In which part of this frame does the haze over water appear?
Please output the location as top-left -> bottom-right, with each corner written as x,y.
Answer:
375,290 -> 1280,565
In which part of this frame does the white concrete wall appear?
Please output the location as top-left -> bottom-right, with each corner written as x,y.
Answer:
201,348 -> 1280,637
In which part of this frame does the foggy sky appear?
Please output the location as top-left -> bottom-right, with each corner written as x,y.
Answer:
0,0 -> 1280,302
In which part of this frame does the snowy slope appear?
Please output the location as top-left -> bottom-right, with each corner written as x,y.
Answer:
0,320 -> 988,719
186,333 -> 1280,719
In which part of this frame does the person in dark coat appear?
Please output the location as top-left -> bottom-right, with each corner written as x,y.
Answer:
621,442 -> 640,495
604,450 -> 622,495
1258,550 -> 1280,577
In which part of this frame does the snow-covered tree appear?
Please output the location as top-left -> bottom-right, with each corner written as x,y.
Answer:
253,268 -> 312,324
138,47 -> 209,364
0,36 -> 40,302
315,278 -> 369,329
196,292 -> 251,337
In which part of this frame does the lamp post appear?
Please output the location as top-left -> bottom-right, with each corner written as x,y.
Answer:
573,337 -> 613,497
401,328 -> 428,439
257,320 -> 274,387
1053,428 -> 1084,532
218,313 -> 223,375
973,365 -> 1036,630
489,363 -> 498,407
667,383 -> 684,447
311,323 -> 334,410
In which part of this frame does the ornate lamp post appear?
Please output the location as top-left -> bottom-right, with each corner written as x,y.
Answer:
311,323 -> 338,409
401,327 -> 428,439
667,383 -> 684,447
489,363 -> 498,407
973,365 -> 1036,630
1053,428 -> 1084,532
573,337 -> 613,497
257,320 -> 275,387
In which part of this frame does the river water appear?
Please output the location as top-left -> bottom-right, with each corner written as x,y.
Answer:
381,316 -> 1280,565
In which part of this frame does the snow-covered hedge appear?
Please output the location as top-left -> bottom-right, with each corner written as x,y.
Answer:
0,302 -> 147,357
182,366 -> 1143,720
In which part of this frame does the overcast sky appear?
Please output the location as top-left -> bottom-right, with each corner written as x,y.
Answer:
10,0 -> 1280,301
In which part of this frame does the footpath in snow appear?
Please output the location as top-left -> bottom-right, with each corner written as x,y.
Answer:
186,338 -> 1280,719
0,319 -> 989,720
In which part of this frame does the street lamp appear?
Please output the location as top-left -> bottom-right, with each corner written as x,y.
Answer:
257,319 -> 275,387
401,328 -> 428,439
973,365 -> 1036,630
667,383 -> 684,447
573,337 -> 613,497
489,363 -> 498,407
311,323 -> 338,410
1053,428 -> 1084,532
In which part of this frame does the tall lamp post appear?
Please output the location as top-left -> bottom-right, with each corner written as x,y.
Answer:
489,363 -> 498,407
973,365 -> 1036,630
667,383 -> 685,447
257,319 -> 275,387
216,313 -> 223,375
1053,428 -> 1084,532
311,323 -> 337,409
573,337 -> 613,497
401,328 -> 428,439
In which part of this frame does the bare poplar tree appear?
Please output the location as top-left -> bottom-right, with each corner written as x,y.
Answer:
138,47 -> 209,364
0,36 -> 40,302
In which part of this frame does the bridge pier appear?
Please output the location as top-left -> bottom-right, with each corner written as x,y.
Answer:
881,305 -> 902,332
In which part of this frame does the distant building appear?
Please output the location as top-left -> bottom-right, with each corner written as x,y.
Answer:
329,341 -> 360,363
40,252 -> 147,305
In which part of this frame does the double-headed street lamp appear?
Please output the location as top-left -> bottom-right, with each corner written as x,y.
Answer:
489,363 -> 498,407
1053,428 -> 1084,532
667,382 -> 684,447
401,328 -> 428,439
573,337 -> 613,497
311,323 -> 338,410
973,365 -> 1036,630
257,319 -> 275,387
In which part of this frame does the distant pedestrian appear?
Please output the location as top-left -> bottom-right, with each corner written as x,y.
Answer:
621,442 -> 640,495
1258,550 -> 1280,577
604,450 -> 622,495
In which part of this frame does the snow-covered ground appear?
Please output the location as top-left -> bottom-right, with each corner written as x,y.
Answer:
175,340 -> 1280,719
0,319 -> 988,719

# # # # # # #

**WORK TO BE COMPLETED**
Write every record out again, unaltered.

**RESPONSE**
In which part of this frame does the haze over water appear?
Please output the location as top-left -> bottom-right, with each corner written as x,y.
Answer:
375,290 -> 1280,565
In which part of this frame does the white concrete wall appear?
Please output the location as top-left -> bottom-right, with each corner written as x,y.
Answer:
201,348 -> 1280,637
In which part of this frame does the foggy sky appear?
Please output the location as top-left -> bottom-right, with each corner written as x,y.
Answer:
0,0 -> 1280,302
In which part of this frame does the snowy slope appear?
Please output the location as top-left -> bottom-right, with each corner written as x,y.
Answer:
0,320 -> 988,719
186,333 -> 1280,719
In which part of this frame does the person in dark coat appear?
Please output the location as top-left -> bottom-right, with each corner written as x,y.
Answer:
621,442 -> 640,495
604,450 -> 622,495
1258,550 -> 1280,577
In which part of this frame does the snow-covered tree appear?
Please output the location as top-left -> bottom-right, with each corner written as x,y.
Answer:
253,268 -> 312,324
138,47 -> 209,364
0,36 -> 40,302
315,278 -> 369,329
196,292 -> 251,337
In which part of this frame does the lamp post appear?
Please output the location as top-left -> bottom-right, with each corner written as x,y.
Answer:
573,337 -> 613,497
401,328 -> 428,439
257,320 -> 274,387
1053,428 -> 1084,532
218,313 -> 223,375
973,365 -> 1036,630
489,363 -> 498,407
667,383 -> 684,447
311,323 -> 334,410
In which part of this frame does the ornate lamp post appear?
Please output the location as top-left -> bottom-right, with each corner written as x,y.
Answer:
311,323 -> 338,409
401,327 -> 428,439
667,383 -> 684,447
489,363 -> 498,407
973,365 -> 1036,630
1053,428 -> 1084,532
573,337 -> 613,497
257,320 -> 275,387
In which part of this frame does the river water appear?
Please output the location as top-left -> bottom-right, with each corner written as x,y.
Answer:
381,316 -> 1280,565
In which part of this frame does the snow-covered hedge appear?
Please output the location as top-left -> bottom-right, with each corner written as x,y.
Answer:
0,302 -> 147,357
182,366 -> 1143,720
In which part of this frame does the overcast sky appear?
Please output the location as top-left -> bottom-right, with each corner written as x,y.
Answer:
10,0 -> 1280,301
In which part of this frame does the footpath in snow appear?
Please output the location as top-left -> bottom-right, with each corner written as x,y.
Answer:
186,338 -> 1280,719
0,319 -> 989,720
In which part of this frame does the street lamp appear?
Please output the location as top-left -> bottom-right, with each corner written as x,y.
Answer:
257,319 -> 275,387
401,328 -> 428,439
973,365 -> 1036,630
667,383 -> 684,447
573,337 -> 613,497
489,363 -> 498,407
311,323 -> 338,410
1053,428 -> 1084,532
In which part of this frame does the tall lamp post appear?
Please output the location as top-left -> bottom-right, with each corner written as x,y.
Answer:
489,363 -> 498,407
973,365 -> 1036,630
667,383 -> 685,447
257,319 -> 275,387
216,313 -> 223,375
1053,428 -> 1084,532
311,323 -> 337,409
573,337 -> 613,497
401,328 -> 428,439
In which part of this frame does the bare poplar tree appear?
Please output the location as top-left -> bottom-right, with each corner written as x,y.
Answer:
138,47 -> 209,364
0,36 -> 40,302
In which part of this frame does the bridge pier appear?
Please output the location as top-left -> bottom-right, with each corner written as x,y.
Answer:
881,305 -> 902,332
In which part of this frame does the distant building appear?
Please output the location as top-left -> bottom-right, with each corner written as x,y.
Answer:
329,341 -> 360,363
40,252 -> 147,305
In which part of this frame does the double-headed street lamp appear?
Please output the location as top-left -> bottom-right, with each corner written as x,y.
Answer:
489,363 -> 498,407
1053,428 -> 1084,532
667,382 -> 684,447
401,328 -> 428,439
573,337 -> 613,497
311,323 -> 338,410
973,365 -> 1036,630
257,319 -> 275,387
In which part of this frame does the distant pedestrian appear?
Please output the location as top-left -> bottom-right, with each corner written as x,y.
Answer:
621,442 -> 640,495
1258,550 -> 1280,577
604,450 -> 622,495
In which part of this frame does the snow-covered ground appear?
Please output the location as top-left -> bottom-right, with each corner written as x,y.
Answer:
175,340 -> 1280,719
0,319 -> 988,719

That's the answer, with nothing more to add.